----- DATA SECTION

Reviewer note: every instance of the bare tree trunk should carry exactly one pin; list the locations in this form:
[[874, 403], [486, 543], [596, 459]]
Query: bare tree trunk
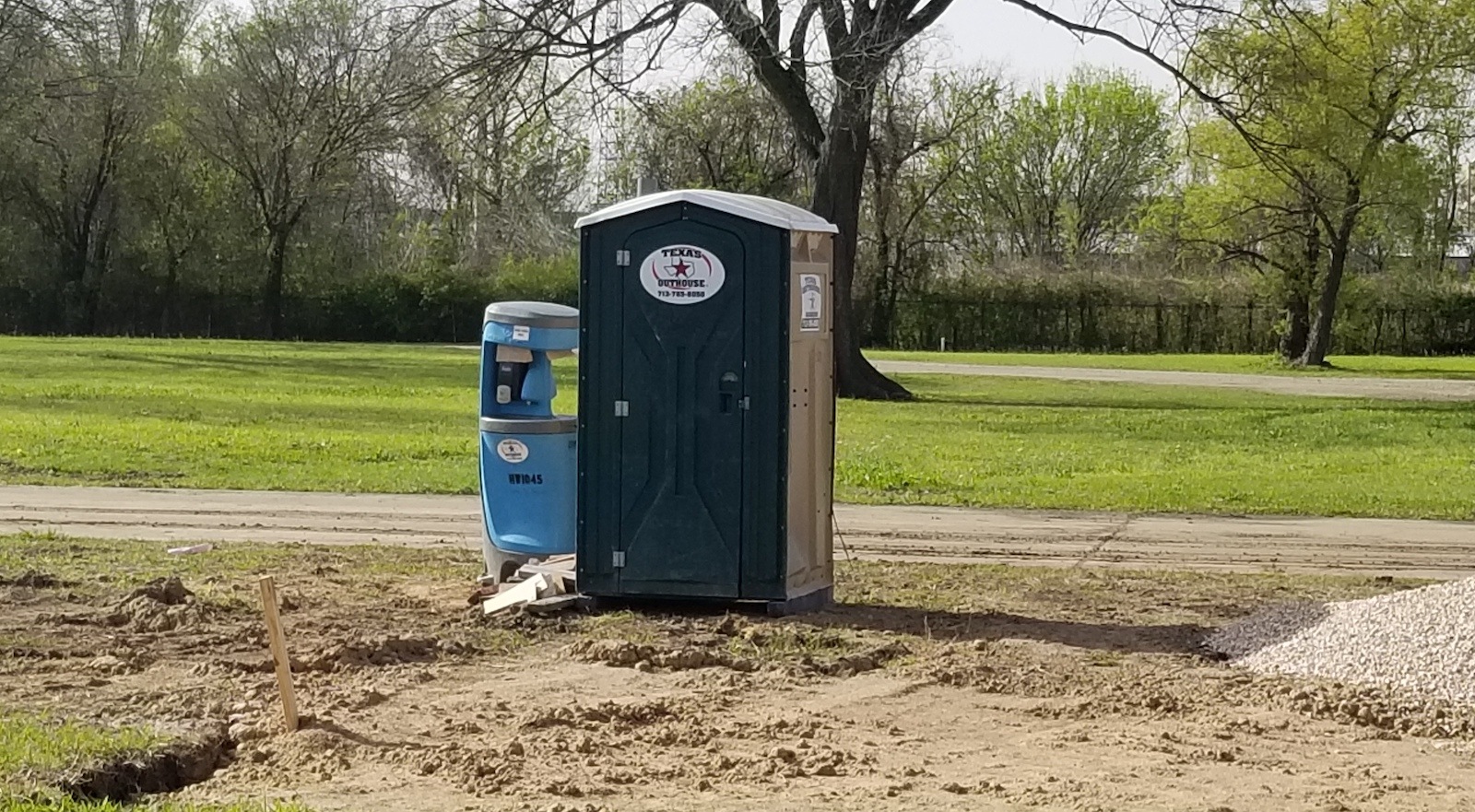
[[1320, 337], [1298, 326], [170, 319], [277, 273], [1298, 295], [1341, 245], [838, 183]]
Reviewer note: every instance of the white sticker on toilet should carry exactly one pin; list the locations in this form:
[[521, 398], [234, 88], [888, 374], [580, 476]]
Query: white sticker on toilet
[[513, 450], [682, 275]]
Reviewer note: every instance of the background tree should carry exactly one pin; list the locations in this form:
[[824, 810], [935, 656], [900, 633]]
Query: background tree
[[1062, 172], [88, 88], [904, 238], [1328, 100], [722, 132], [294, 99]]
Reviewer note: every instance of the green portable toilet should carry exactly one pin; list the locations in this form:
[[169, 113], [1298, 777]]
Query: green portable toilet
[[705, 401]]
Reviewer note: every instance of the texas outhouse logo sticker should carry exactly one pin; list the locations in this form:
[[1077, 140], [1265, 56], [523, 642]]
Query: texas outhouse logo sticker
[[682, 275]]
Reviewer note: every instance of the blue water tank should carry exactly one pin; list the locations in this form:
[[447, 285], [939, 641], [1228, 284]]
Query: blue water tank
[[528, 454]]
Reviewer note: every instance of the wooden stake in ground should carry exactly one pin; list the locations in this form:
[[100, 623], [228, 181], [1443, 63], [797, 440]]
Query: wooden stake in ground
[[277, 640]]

----------

# AIM
Reproduce each line exactly, please, except for any pictures.

# COMPLETE RESPONSE
Reviewer note: every instance of the bare tree trunk should carry exactly one pin; list the locations in this form:
[[874, 403], [486, 543], [596, 459]]
Query: bare tree trunk
[[1320, 337], [1298, 326], [170, 319], [277, 273], [1298, 295], [1341, 245], [838, 183]]
Reviewer note: every instance of the white sticker on toilet should carry exactly one pin; list the locations in this form:
[[521, 398], [234, 88], [888, 374], [580, 476]]
Query: white sticker on toilet
[[513, 450], [682, 275]]
Reviewer note: every instance of the background tree should carry exactly one pin; list the locations in this form:
[[824, 810], [935, 656], [900, 633]]
Query: background tree
[[1062, 172], [88, 88], [904, 238], [1328, 100], [722, 132], [294, 99]]
Reviewer note: every instance of the green portable toilet should carry exactly one pin; list the locations in this form:
[[169, 113], [1298, 777]]
Query: green portable toilet
[[705, 401]]
Reviewer note: every instance of the texas outhouse logo sticker should carry exactly one pin; list the locations in this form:
[[1077, 140], [1265, 56], [523, 642]]
Query: texas outhouse logo sticker
[[682, 275]]
Reviewer note: every instance of the blue water tank should carry exactly one pin; list the locations in this form:
[[447, 285], [939, 641], [1228, 284]]
Query: blue water tank
[[528, 454]]
Reviewer note: every instance of the wooden stake in ground should carry exactly one pin; list the locations in this form:
[[100, 623], [228, 181], [1443, 63], [797, 440]]
Query: wooden stake in ground
[[277, 640]]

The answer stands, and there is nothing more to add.